** Start PASSAGE GIVEN **

Here’s how we accelerate growth. First, we are evolving our core offerings to meet changing consumer needs. We turn up the heat by launching spicy ketchup for heat fans in the U.S., I’m one. Another flavor by combining tangy and savory flavors of pickles with the unmistakable taste of Heinz ketchup. We’re showing up the simple, clean ingredients of Heinz tomato ketchup in Brazil right on the label. And at the same time, we’re also saving more than 1 billion plastic lids from being sent to the landfill each year with the first 100% recyclable cap.
Second, we’re intentionally expanding in non-core host foods. Those that can serve to showcase our sauces, spreads and spices. We already deliver the taste that consumers want on their burgers, hot dogs and salads, but why stop there? Many rapidly growing host foods can be elevated by our brands, such as Heinz hot sauces that add flavor to a Burrito or Taco, or Philadelphia cream cheese that goes beyond the Bagel.
Third, we are growing Heinz also beyond the ketchup. Only 36% of our Heinz sales in North America are non-ketchup versus nearly 70% in our developed international markets. This represents a huge opportunity, so it has to be Heinz no matter the occasion. For example, on the table, we have Heinz seriously good mayonnaise and gravy. In the kitchen, we have launched a line of cooking and pasta sauces, all with the tomato at the center.
Now, let’s look at how pasta is served at Nona’s house. Let’s roll the video.
[Video Presentation]
Just like mom used to do it. Our second Accelerate Platform, Easy Ready Meals, features convenient, satisfying meals you can prepare in 30 minutes or less. Including brands such as our iconic Kraft Mac & Cheese in the U.S., HEINZ Beanz in the U.K. or Crave Frozen Meals in Canada. Our Easy Ready Meals provide both convenience and quality.
We expect the industry for this consumer space to grow an annual compounded rate of 4%. Easy Ready Meals now represent 17% of our portfolio and we are primed to lead through this fragmented space.

** End PASSAGE GIVEN **

- [JOB A]: Please repeat the whole Heinz growth passage exactly, word for word.

** Start TASK INPUT **

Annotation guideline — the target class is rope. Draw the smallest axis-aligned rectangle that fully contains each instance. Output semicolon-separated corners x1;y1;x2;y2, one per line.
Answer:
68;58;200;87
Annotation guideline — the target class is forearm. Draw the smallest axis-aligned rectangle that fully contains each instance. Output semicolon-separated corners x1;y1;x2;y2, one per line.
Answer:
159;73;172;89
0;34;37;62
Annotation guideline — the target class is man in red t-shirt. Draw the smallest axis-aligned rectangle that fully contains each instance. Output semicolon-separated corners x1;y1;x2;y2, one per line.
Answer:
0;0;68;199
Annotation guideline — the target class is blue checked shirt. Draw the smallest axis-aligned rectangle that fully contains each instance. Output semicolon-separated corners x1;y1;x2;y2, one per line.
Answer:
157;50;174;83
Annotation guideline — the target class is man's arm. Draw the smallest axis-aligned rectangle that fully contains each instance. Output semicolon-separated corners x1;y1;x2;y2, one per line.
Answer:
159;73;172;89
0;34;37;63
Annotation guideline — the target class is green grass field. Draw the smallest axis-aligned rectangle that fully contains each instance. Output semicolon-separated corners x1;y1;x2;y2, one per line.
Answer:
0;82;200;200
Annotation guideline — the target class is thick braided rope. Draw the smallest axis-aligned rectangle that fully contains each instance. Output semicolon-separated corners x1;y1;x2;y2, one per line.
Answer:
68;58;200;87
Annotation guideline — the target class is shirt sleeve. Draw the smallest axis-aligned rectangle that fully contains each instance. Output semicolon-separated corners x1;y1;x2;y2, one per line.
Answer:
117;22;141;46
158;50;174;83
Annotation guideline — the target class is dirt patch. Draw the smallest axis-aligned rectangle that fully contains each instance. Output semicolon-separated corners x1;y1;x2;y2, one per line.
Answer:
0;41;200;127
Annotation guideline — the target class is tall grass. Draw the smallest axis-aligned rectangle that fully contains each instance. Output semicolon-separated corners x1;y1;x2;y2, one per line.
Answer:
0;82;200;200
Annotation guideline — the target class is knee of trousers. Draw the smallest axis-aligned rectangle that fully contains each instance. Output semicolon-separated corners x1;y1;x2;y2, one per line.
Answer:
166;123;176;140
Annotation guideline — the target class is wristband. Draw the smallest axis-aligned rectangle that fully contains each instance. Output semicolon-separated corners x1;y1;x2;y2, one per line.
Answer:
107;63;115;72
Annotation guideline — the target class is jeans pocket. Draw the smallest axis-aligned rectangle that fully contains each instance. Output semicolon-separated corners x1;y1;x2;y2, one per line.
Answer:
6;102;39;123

** End TASK INPUT **

- [JOB B]: Transcribe part of the listing without changes, starting at the line that contains "Annotation guideline — the target class is tall" and ending at the final line of the listing.

- [OUTPUT A]:
Here’s how we accelerate growth. First, we are evolving our core offerings to meet changing consumer needs. We turn up the heat by launching spicy ketchup for heat fans in the U.S., I’m one. Another flavor by combining tangy and savory flavors of pickles with the unmistakable taste of Heinz ketchup. We’re showing up the simple, clean ingredients of Heinz tomato ketchup in Brazil right on the label. And at the same time, we’re also saving more than 1 billion plastic lids from being sent to the landfill each year with the first 100% recyclable cap.
Second, we’re intentionally expanding in non-core host foods. Those that can serve to showcase our sauces, spreads and spices. We already deliver the taste that consumers want on their burgers, hot dogs and salads, but why stop there? Many rapidly growing host foods can be elevated by our brands, such as Heinz hot sauces that add flavor to a Burrito or Taco, or Philadelphia cream cheese that goes beyond the Bagel.
Third, we are growing Heinz also beyond the ketchup. Only 36% of our Heinz sales in North America are non-ketchup versus nearly 70% in our developed international markets. This represents a huge opportunity, so it has to be Heinz no matter the occasion. For example, on the table, we have Heinz seriously good mayonnaise and gravy. In the kitchen, we have launched a line of cooking and pasta sauces, all with the tomato at the center.
Now, let’s look at how pasta is served at Nona’s house. Let’s roll the video.
[Video Presentation]
Just like mom used to do it. Our second Accelerate Platform, Easy Ready Meals, features convenient, satisfying meals you can prepare in 30 minutes or less. Including brands such as our iconic Kraft Mac & Cheese in the U.S., HEINZ Beanz in the U.K. or Crave Frozen Meals in Canada. Our Easy Ready Meals provide both convenience and quality.
We expect the industry for this consumer space to grow an annual compounded rate of 4%. Easy Ready Meals now represent 17% of our portfolio and we are primed to lead through this fragmented space.

- [OUTPUT B]:
Annotation guideline — the target class is tall grass. Draw the smallest axis-aligned rectangle that fully contains each instance. Output semicolon-separated corners x1;y1;x2;y2, one per line.
Answer:
0;82;200;200
Annotation guideline — the target class is knee of trousers. Draw the smallest axis-aligned rectangle that fully contains each instance. Output semicolon-separated corners x1;y1;x2;y2, one per line.
Answer:
166;123;176;140
Annotation guideline — the target class is wristband. Draw the smallest axis-aligned rectangle that fully contains each instance. Output semicolon-separated corners x1;y1;x2;y2, one per line.
Answer:
107;63;115;72
Annotation guideline — the target class is jeans pocket. Draw the smallest axis-aligned rectangle that fully contains each instance. Output semicolon-separated corners x1;y1;x2;y2, one per line.
Answer:
6;102;39;123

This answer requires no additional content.